* Set of tasks
A: In the article about Jack Hetherington, which club did he play his first junior football with?
B: Summarize the article about Jack Hetherington in two sentences.
C: Continue the article about Jack Hetherington from its final sentence.

THE Newcastle Knights believe they can provide the right environment for Jack Hetherington to cast aside his reputation as a loose cannon and realise his undoubted potential.
Hetherington, the explosive Canterbury forward who has not played since round three after undergoing shoulder surgery, has reportedly been given permission to negotiate with rival clubs, amid the fall-out after Trent Barrett's departure as Bulldogs coach last week.
The Knights, Wests Tigers and St George Illawarra have all been linked to the 25-year-old, who played his first junior football with Valentine-Eleebana Devils.
Hetherington was recently described by Bulldogs general manager of football Phil Gould as an "elite" talent, and according to GPS data last season he posted the fastest speed recorded by any forward in the NRL.
But at this point in his career, he is perhaps best known for his propensity to attract unwanted attention from the referees and judiciary.

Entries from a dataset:
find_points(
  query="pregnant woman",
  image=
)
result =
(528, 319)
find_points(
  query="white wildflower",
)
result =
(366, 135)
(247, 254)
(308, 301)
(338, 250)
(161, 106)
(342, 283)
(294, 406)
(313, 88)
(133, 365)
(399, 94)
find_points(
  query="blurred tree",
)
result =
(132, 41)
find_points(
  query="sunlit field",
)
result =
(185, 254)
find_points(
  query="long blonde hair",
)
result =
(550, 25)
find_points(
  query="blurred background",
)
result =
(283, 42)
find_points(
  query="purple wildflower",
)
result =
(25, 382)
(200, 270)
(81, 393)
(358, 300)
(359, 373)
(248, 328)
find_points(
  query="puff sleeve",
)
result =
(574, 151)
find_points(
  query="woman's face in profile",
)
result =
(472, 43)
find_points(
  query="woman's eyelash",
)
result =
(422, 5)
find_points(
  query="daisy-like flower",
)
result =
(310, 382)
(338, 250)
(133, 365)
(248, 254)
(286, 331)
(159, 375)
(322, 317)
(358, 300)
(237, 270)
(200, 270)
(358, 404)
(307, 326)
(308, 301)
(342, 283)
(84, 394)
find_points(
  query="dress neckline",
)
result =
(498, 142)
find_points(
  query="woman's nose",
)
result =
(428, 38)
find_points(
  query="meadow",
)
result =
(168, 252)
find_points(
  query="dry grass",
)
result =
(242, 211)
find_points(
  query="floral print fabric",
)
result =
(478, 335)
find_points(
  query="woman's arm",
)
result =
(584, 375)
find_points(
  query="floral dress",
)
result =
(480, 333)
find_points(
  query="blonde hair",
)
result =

* Answers to the exercises
A: Valentine-Eleebana Devils

B: The Newcastle Knights believe they can help Canterbury forward Jack Hetherington, who has not played since round three after shoulder surgery and has reportedly been allowed to negotiate with rival clubs, shed his reputation as a loose cannon and realize his potential. Phil Gould has called him an "elite" talent, and GPS data last season showed him posting the fastest speed of any NRL forward, yet he is perhaps best known for attracting unwanted attention from referees and the judiciary.

C:
Since debuting for Penrith in 2018, he has played in 43 NRL games and been charged eight times with an array of illegalities, leading to a combined tally of 15 weeks on the sidelines through suspension.
Such an unenviable record might deter some clubs, but the Knights are considering gambling well over $1 million by offering Hetherington a three-season deal.
The Herald understands there are two factors that have convinced Newcastle officials the 190-centimetre, 107-kilogram firebrand is worth the risk.
First, under the new match-review points system introduced at the start of this season, all players were given a clean slate, so Hetherington no longer has carry-over "loading" for previous offences.
Second, Newcastle's head of physical performance, Hayden Knowles, worked with Hetherington at Penrith and has apparently provided a glowing reference not only for his athletic ability, but also for his character.
Knights officials believe Hetherington, properly harnessed, can be a Victor Radley-type enforcer capable of intimidating the opposition while inspiring his teammates.
Should he agree to join the Knights, Hetherington could ironically prove an ideal replacement for Warriors-bound Mitch Barnett, who has also missed more games than he would care to remember through suspension, most recently after copping a six-week ban for elbowing Penrith forward Chris Smith.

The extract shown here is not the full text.